Collection entries:
==============================
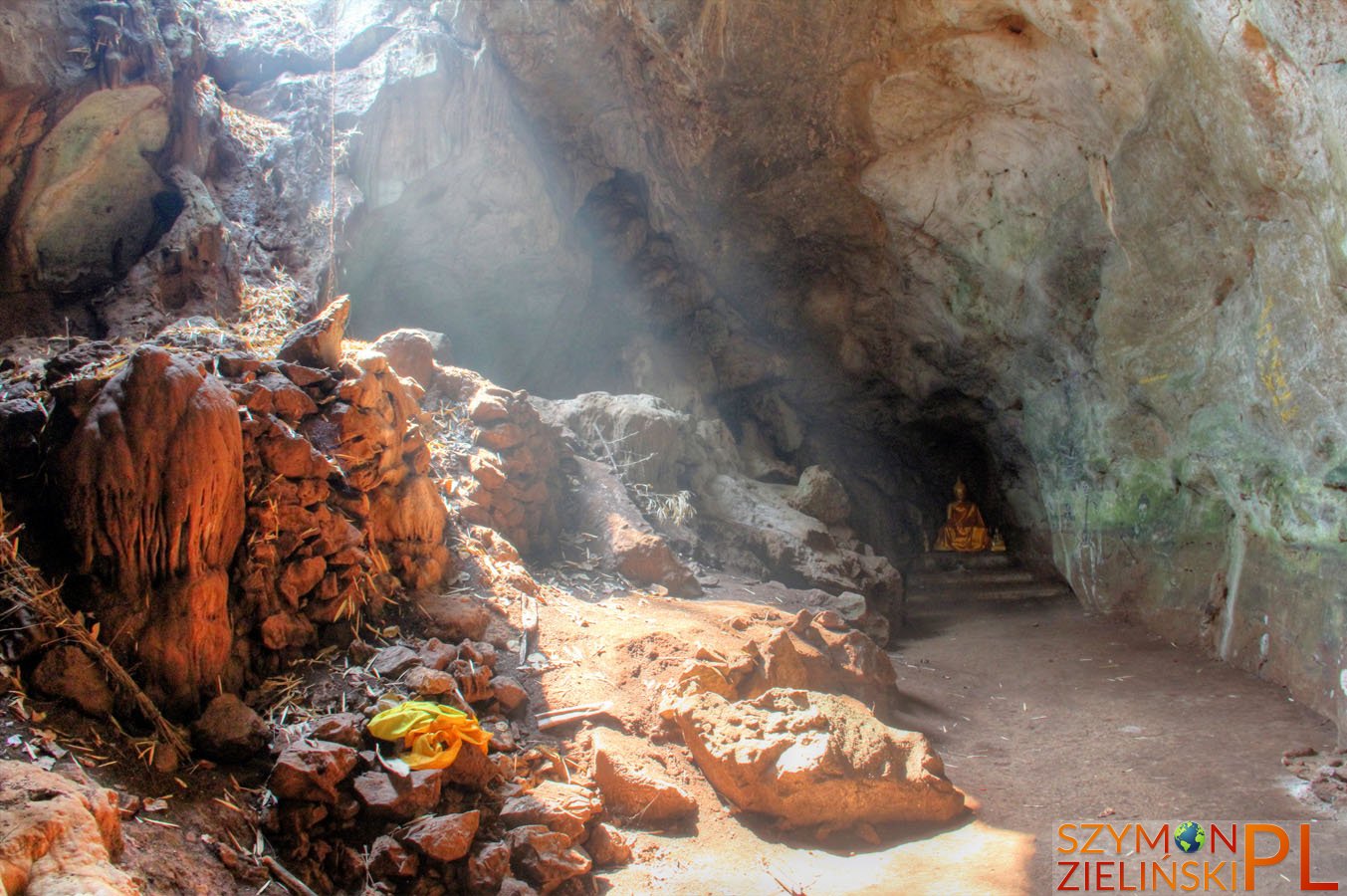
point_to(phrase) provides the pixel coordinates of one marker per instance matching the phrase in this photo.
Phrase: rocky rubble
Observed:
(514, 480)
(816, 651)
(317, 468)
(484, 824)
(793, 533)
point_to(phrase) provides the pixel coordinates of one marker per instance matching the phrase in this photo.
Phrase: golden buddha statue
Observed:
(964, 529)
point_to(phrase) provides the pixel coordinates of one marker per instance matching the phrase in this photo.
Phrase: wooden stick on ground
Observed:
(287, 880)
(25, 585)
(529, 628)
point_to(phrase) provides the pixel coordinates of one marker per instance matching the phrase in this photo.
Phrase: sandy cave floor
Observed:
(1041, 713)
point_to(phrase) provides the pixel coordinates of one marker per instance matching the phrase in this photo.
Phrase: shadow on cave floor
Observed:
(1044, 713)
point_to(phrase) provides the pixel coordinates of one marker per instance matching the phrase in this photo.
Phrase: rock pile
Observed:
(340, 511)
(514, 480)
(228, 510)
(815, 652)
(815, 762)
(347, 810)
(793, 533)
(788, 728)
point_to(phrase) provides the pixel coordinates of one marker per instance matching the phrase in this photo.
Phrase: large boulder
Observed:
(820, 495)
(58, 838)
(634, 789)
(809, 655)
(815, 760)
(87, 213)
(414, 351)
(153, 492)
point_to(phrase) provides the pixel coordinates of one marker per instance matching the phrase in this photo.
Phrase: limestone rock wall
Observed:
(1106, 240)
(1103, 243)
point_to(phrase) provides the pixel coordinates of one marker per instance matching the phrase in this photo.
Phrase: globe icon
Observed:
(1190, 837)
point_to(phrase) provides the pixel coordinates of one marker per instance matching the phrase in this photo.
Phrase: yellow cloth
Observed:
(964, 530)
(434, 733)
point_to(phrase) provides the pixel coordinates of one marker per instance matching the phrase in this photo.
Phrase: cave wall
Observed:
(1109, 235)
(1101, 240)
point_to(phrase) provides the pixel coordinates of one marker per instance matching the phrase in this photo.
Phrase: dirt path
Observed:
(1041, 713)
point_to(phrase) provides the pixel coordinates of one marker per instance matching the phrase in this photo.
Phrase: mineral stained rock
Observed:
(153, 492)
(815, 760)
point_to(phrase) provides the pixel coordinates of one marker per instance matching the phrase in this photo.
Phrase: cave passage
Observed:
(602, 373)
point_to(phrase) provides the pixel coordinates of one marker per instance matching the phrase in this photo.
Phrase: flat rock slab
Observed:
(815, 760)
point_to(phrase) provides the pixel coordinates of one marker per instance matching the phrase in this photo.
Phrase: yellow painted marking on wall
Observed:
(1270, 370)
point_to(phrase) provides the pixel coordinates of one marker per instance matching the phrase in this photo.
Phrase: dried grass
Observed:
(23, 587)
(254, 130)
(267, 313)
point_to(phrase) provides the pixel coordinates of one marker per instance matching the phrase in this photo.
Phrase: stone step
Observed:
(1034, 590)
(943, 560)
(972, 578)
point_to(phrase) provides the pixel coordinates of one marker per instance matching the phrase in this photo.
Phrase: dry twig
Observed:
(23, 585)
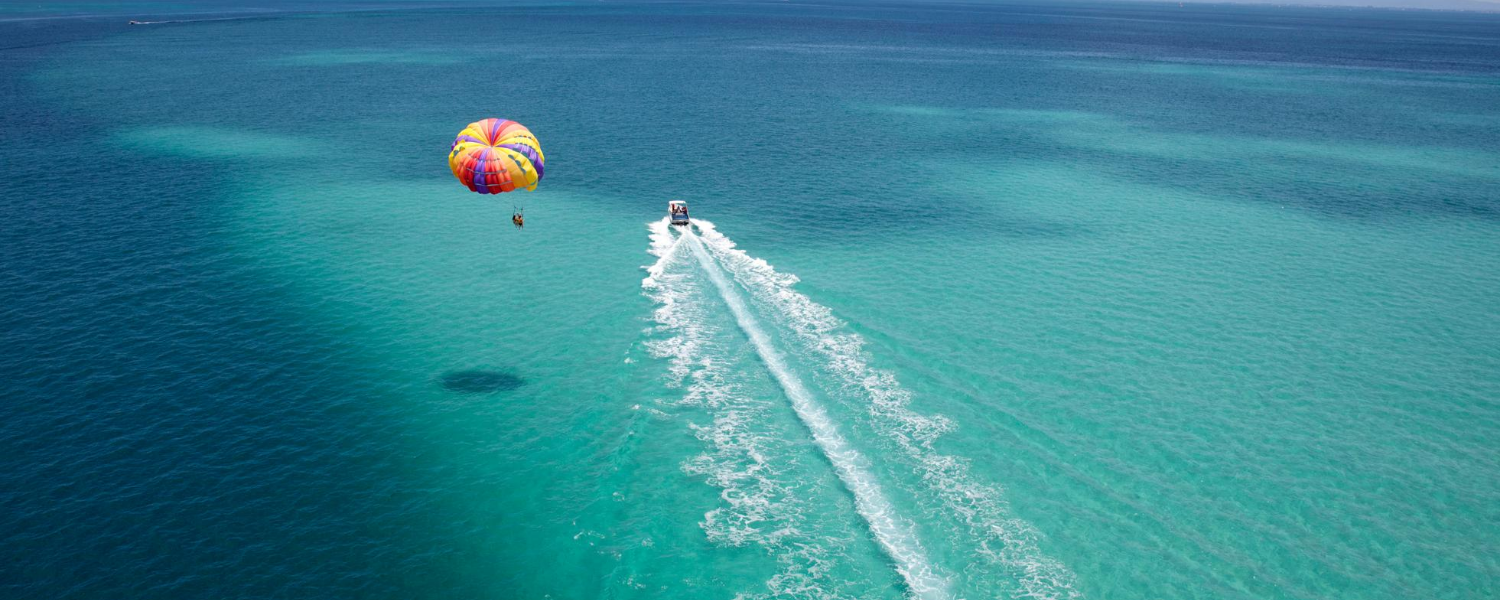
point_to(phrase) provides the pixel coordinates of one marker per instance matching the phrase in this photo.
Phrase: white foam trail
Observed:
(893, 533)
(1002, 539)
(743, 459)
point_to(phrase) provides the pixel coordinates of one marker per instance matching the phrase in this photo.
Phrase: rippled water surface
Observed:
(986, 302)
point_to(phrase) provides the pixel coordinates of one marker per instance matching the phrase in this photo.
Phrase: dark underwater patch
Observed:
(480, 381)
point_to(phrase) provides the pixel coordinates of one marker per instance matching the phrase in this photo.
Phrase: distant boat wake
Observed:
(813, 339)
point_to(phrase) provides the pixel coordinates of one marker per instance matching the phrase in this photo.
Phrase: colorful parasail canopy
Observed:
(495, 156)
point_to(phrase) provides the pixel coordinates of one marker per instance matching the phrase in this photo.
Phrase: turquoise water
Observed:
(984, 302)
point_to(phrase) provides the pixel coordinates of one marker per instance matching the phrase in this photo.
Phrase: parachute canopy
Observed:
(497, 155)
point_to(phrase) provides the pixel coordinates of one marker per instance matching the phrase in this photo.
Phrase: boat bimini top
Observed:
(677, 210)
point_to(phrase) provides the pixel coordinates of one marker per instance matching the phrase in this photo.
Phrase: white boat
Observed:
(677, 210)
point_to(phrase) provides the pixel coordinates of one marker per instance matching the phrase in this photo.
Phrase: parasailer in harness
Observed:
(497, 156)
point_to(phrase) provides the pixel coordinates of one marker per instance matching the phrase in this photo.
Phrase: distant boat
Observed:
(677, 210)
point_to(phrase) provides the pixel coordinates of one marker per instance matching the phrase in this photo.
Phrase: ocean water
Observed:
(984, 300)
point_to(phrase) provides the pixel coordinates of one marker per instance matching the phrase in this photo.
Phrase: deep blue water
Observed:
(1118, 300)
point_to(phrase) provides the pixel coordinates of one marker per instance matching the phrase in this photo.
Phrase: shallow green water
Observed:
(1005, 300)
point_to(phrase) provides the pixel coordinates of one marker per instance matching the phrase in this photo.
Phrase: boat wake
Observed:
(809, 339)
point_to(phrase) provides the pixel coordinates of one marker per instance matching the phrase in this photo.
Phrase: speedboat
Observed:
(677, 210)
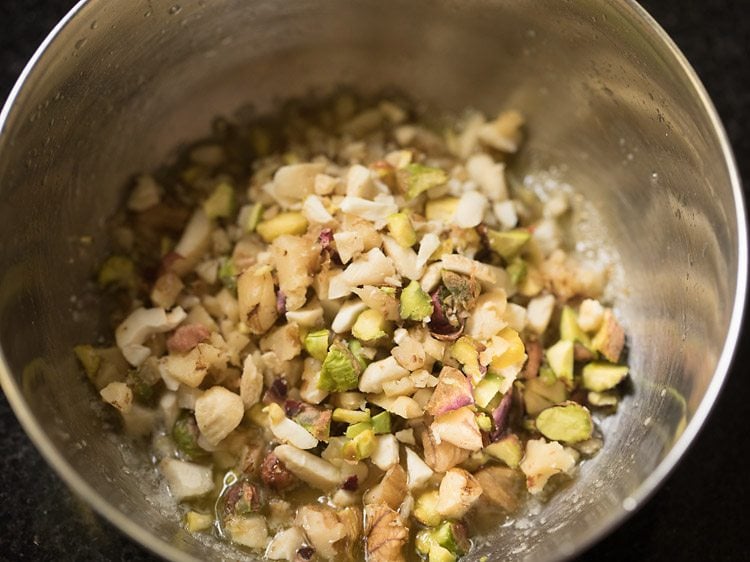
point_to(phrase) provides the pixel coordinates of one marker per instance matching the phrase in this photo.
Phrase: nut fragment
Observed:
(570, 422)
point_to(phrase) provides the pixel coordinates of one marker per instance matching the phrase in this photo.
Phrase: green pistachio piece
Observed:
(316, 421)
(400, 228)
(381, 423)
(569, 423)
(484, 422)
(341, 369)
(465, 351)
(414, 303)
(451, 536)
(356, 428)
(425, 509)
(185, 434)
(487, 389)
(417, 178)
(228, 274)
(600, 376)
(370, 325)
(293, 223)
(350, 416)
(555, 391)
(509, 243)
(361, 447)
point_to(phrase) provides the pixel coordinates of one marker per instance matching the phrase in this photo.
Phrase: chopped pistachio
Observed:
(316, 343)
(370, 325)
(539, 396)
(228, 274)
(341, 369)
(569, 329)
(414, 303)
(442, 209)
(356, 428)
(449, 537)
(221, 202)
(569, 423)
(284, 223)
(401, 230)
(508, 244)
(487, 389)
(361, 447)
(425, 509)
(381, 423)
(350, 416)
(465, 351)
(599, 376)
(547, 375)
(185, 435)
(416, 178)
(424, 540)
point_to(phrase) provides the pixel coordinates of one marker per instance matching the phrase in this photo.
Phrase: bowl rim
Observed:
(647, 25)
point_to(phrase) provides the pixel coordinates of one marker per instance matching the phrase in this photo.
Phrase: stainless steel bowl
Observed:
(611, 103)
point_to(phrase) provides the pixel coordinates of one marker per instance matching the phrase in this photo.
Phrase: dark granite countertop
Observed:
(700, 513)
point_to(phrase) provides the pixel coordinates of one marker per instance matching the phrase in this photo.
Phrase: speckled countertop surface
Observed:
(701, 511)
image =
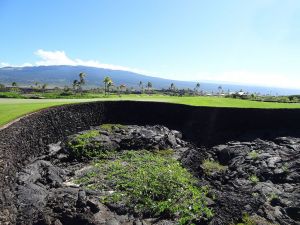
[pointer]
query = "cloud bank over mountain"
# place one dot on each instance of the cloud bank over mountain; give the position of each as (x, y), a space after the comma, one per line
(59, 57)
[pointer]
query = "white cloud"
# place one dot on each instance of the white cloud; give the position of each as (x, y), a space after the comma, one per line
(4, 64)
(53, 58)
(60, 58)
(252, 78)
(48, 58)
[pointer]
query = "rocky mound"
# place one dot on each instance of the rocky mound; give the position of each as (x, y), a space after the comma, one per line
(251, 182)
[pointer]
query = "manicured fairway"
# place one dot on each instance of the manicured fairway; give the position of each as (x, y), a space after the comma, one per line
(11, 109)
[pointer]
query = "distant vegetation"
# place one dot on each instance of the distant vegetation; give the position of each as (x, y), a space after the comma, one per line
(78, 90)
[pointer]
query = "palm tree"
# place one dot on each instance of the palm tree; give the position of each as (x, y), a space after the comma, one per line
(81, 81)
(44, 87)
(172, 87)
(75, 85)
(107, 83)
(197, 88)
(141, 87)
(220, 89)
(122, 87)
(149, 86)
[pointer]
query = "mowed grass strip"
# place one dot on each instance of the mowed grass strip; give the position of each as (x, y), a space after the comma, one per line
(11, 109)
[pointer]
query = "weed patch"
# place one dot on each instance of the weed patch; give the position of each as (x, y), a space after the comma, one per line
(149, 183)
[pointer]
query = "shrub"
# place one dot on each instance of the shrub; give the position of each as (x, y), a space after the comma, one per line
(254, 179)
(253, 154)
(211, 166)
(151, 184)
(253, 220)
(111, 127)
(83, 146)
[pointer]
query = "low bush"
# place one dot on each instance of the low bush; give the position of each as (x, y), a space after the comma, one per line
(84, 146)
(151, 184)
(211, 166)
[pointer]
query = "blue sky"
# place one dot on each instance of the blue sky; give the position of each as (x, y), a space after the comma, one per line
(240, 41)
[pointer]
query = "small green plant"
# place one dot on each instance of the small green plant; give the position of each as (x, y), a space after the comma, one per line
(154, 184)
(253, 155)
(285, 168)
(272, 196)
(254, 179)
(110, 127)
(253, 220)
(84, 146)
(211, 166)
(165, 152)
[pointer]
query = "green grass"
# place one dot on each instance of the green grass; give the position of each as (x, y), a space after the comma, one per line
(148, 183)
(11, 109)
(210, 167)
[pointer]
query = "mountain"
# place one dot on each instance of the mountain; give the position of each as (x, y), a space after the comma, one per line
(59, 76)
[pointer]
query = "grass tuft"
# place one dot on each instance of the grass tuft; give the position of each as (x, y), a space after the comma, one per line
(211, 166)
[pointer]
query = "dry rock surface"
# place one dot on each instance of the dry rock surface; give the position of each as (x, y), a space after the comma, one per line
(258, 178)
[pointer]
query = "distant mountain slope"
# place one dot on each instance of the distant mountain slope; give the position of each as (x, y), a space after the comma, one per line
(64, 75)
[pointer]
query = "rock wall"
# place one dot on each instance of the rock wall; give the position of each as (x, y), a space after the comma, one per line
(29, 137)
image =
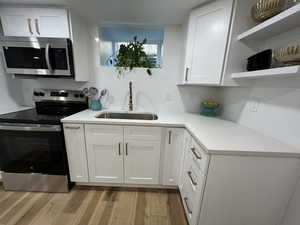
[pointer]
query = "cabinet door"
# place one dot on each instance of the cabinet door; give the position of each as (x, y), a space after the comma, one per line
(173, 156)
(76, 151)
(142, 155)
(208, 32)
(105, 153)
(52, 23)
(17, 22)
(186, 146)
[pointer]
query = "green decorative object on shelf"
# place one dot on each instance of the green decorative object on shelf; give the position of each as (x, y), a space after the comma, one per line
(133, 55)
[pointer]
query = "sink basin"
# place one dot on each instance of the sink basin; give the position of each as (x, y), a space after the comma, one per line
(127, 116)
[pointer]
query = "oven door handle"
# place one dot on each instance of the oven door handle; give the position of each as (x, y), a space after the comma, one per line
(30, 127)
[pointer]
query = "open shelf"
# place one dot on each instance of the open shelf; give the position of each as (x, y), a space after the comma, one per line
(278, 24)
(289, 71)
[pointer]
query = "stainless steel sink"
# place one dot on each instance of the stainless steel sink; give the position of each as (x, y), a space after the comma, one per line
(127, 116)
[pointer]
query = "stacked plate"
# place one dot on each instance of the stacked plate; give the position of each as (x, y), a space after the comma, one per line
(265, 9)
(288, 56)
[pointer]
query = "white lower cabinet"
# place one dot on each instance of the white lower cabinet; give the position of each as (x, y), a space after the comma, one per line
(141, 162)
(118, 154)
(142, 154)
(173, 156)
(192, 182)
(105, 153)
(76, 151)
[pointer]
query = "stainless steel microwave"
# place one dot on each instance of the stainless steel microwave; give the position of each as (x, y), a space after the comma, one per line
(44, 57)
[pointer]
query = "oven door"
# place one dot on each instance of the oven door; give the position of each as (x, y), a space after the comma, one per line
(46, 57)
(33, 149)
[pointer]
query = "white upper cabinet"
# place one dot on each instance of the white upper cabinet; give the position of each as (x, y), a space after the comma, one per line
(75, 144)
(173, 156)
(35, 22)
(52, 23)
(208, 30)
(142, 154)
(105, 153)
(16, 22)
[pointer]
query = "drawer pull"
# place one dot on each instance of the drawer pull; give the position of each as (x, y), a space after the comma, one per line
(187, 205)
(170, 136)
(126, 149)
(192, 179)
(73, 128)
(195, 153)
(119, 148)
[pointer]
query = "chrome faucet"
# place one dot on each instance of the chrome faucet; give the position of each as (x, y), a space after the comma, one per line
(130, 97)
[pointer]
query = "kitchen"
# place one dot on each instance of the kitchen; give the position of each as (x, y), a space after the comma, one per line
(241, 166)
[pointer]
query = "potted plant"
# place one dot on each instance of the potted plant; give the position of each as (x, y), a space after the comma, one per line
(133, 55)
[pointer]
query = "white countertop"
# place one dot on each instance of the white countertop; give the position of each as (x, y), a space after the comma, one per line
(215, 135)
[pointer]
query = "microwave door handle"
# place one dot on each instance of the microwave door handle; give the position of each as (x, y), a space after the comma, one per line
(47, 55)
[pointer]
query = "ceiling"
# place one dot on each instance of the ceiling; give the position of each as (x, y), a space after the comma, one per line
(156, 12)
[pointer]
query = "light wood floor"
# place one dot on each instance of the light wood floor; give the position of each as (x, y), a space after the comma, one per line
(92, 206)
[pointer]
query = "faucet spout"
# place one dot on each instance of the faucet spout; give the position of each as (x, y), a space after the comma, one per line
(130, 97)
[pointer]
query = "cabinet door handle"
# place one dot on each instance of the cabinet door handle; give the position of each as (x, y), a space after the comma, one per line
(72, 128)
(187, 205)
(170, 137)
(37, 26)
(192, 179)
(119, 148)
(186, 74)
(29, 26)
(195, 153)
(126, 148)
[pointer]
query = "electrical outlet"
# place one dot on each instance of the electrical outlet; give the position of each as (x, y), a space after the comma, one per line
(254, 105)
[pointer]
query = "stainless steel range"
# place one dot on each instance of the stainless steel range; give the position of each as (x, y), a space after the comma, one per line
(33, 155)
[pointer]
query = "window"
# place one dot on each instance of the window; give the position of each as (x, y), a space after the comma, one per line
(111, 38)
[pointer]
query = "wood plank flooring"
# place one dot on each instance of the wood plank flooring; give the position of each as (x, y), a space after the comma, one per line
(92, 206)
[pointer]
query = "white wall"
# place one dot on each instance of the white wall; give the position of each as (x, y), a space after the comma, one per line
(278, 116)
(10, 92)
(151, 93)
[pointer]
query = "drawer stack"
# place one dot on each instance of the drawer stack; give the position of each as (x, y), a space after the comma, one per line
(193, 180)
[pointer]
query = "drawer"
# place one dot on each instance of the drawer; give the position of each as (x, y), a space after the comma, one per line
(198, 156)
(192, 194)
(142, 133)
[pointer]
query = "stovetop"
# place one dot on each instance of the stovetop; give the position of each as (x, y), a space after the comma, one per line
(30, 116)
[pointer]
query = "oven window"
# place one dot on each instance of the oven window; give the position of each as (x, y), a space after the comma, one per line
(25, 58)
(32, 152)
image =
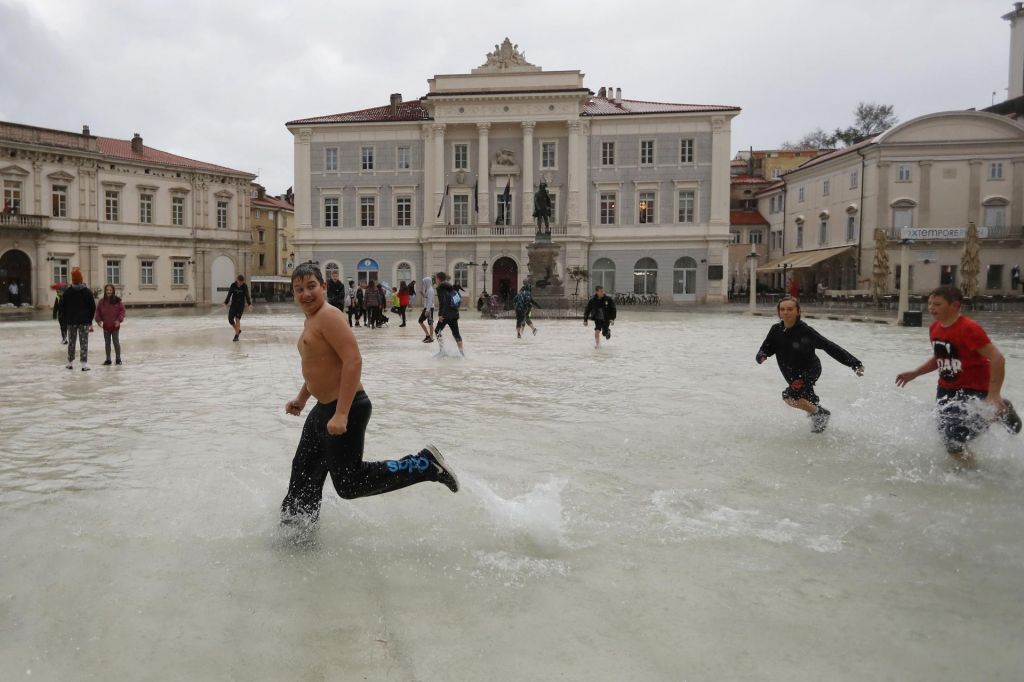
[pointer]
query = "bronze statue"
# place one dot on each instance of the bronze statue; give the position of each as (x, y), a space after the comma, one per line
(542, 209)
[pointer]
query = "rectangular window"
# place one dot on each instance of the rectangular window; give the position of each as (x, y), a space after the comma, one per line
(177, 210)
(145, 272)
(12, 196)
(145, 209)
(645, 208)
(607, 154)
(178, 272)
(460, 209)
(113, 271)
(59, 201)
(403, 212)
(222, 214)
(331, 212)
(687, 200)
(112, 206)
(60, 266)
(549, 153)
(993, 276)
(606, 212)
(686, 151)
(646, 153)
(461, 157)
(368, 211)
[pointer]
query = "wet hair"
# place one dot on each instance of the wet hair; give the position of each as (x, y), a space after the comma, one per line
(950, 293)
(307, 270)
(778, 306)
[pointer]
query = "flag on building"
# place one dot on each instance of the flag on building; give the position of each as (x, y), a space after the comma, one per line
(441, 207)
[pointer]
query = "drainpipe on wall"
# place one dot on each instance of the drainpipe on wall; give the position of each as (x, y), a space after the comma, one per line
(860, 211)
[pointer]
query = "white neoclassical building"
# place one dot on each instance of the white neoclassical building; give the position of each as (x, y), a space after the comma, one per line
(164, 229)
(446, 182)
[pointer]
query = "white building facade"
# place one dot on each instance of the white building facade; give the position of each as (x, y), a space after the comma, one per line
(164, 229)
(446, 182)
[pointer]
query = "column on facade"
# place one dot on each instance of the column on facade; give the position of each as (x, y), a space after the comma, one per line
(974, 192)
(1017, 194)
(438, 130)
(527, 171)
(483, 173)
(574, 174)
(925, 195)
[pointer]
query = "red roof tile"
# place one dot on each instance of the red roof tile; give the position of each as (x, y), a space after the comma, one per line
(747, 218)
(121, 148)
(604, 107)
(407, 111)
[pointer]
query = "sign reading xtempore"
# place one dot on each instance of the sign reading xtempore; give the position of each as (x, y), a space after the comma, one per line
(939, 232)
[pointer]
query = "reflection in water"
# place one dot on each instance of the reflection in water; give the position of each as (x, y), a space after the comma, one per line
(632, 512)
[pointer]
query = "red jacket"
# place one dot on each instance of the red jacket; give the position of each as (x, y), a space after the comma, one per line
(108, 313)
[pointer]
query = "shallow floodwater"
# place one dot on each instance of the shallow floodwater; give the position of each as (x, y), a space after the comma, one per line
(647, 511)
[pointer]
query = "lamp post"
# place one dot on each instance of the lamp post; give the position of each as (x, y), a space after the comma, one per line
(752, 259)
==============================
Count the lines in the material above that contain the string "drainpipe", treating case as significant, and reply with the number alone.

#### [Response to this task]
2